§ Passage provided:
■ ■ ■ ■ ■ ■ ■

Significant correlation between histological steatosis and the HRI has been found in several studies. The accuracy of the HRI for the diagnosis of mild steatosis (≥5%) was excellent (AUROC 0.99) with 100% sensitivity and 91% specificity using a cutoff of 1.49. Further studies have confirmed that the HRI had excellent accuracy for the detection of steatosis (negative predictive value = 94%−100% with cutoffs ranging from 1.24 to 1.34). In addition, for the prediction of steatosis grades less than moderate or severe, HRI is superior to qualitative grading.
Several studies have found this technique to have significant correlation to histologic steatosis. A recent study using 3 Tesla magnetic resonance imaging as the gold standard found that cutoff values of 1.21, 1.28, and 2.15 had 100% sensitivity for diagnosis of greater than 5%, 25%, and 50%, respectively, with a specificity of greater than 70%. It is important to note that each vendor has its own method of assessing the HRI, and cutoff values may vary between vendors.
In some studies, histogram analyses of the echogenicity ratio of liver and renal cortex were performed. , The software-based histogram analyses significantly increased the diagnostic accuracy of sonography for a degree of fat ≥5% (AUROC >0.90). In another study, a sensitivity of 100% and a specificity of 54% were achieved for the detection of a degree of fat ≥5% with an HRI of ≥1.28. A more recent study by the same working group was able to achieve a sensitivity of 92% and a specificity of 85% for the detection of low-grade fatty degeneration (≥5%) using new software for an HRI calculation and a cutoff value of ≥1.34. Like the other previously mentioned scores, the HRI has not yet been sufficiently validated for clinical routine.
Focal fatty infiltration patterns
Hepatic steatosis may present with different patterns of deposition and sparing. In the literature six patterns of liver steatosis are described: diffuse, geographic, focal, subcapsular, multifocal, and perivascular. Diffuse fatty liver deposition is the most prevalent form of fatty liver disease. Geographic fatty liver disease is often encountered and can be attributed to specific causes (vascular or inflammatory) ( Fig. 2.6 ). Focal fat deposition and focal fatty sparing are less frequent and occur predominately in specific areas (i.e., perivascular and subcapsular regions abutting the hepatic hilum or falciform ligament) and can mimic a tumor ( Fig. 2.7 ).

■ ■ ■ ■ ■ ■ ■

§ Information given:
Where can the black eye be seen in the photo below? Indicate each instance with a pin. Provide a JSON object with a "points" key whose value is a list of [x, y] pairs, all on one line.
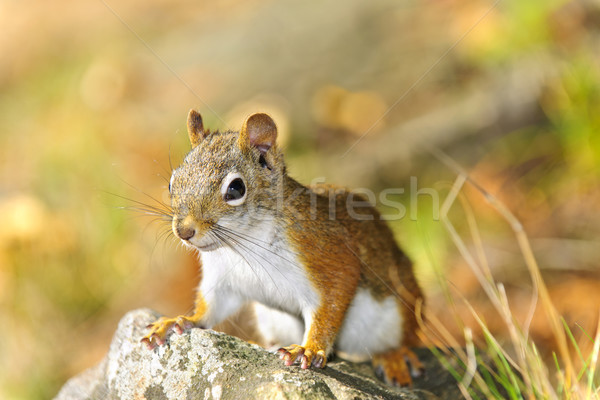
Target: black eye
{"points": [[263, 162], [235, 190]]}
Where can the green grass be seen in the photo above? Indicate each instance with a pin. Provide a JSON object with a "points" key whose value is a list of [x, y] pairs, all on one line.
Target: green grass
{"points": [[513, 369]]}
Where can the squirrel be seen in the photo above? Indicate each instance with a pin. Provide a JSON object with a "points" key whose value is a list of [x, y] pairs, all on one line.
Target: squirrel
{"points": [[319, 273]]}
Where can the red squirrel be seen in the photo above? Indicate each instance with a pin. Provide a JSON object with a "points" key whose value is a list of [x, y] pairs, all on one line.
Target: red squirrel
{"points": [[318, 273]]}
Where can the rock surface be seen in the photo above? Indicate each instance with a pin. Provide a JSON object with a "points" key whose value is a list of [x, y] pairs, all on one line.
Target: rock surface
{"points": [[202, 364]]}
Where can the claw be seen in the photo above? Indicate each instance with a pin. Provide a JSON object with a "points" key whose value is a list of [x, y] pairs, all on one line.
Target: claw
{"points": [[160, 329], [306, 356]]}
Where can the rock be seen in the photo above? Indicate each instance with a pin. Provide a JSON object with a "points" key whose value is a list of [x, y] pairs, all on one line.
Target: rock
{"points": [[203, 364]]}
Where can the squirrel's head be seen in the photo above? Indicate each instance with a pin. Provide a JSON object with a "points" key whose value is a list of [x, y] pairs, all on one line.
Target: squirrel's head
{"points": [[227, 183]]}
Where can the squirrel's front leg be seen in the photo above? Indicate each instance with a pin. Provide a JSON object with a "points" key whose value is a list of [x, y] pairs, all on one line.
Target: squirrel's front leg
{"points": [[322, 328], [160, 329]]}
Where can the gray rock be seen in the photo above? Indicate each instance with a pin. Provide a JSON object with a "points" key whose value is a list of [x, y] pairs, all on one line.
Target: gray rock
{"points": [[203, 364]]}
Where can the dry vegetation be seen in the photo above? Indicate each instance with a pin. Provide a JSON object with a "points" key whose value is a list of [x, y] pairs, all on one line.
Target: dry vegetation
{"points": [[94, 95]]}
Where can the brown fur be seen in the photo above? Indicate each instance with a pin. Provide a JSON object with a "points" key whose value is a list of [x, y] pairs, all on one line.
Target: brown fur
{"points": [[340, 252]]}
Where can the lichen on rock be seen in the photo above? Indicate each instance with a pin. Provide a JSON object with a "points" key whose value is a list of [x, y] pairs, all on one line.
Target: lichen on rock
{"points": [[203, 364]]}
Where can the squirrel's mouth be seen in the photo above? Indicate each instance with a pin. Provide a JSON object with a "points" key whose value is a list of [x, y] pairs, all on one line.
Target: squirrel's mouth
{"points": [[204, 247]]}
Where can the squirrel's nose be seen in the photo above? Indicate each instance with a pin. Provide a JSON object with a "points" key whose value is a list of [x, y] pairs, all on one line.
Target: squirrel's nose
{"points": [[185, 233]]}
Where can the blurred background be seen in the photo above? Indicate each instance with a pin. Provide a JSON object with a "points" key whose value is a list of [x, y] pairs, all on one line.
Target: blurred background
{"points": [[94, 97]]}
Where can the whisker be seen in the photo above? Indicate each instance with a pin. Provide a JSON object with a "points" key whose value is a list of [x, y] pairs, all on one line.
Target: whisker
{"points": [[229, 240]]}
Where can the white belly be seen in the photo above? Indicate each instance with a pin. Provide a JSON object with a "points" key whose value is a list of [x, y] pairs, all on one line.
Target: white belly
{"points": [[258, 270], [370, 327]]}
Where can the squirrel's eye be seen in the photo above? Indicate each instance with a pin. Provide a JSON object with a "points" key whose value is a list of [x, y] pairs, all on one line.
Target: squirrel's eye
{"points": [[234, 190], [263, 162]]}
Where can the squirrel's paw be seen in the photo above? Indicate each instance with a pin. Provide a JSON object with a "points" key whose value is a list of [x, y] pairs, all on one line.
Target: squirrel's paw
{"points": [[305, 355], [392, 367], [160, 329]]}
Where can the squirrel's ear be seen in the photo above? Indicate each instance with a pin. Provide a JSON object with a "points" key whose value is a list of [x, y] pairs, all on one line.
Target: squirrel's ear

■ ■ ■ ■ ■ ■ ■

§ Exercise requirements:
[1] Rewrite the passage on hepatic steatosis, beginning at the words "Significant correlation between" and stopping after "to qualitative grading.", with "HRI" changed to "hepatorenal index".
[2] According to the passage on hepatic steatosis, which six patterns of liver steatosis are described in the literature?

§ Responses by item number:
[1]
Significant correlation between histological steatosis and the hepatorenal index has been found in several studies. The accuracy of the hepatorenal index for the diagnosis of mild steatosis (≥5%) was excellent (AUROC 0.99) with 100% sensitivity and 91% specificity using a cutoff of 1.49. Further studies have confirmed that the hepatorenal index had excellent accuracy for the detection of steatosis (negative predictive value = 94%−100% with cutoffs ranging from 1.24 to 1.34). In addition, for the prediction of steatosis grades less than moderate or severe, hepatorenal index is superior to qualitative grading.

[2] Diffuse, geographic, focal, subcapsular, multifocal, and perivascular.